Please copy the lines below verbatim, starting at the line that contains "Return one point per instance of the hazy" and continuing through the end of the items.

Point annotation dataset items:
------
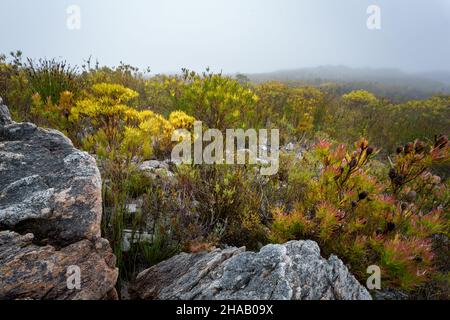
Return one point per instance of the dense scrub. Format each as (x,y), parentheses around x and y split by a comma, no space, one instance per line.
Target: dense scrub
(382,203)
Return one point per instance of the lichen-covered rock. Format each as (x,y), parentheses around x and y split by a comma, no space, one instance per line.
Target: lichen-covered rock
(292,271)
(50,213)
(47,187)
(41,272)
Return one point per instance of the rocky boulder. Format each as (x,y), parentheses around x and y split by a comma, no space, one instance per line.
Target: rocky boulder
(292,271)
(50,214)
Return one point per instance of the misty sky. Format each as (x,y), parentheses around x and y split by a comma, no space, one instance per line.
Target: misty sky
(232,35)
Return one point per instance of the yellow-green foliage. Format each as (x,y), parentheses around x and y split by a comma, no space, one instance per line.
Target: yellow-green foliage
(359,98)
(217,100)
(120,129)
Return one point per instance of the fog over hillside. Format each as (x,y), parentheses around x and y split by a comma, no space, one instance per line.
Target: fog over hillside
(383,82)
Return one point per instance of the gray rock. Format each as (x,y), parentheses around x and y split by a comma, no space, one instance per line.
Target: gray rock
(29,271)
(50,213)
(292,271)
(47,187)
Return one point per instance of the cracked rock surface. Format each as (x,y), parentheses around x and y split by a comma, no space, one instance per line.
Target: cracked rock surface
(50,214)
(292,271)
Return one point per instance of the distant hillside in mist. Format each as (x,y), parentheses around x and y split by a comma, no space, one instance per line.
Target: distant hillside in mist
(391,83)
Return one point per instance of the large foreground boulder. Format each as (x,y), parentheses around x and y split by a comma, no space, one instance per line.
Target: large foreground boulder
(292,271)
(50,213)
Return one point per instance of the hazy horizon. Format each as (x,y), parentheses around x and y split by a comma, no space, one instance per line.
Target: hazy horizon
------
◆ SOLUTION TO THIS TASK
Return one point per instance of the hazy horizon. Format each as (x,y), parentheses around x and y split by a comma, no space, one instance per line.
Target: hazy horizon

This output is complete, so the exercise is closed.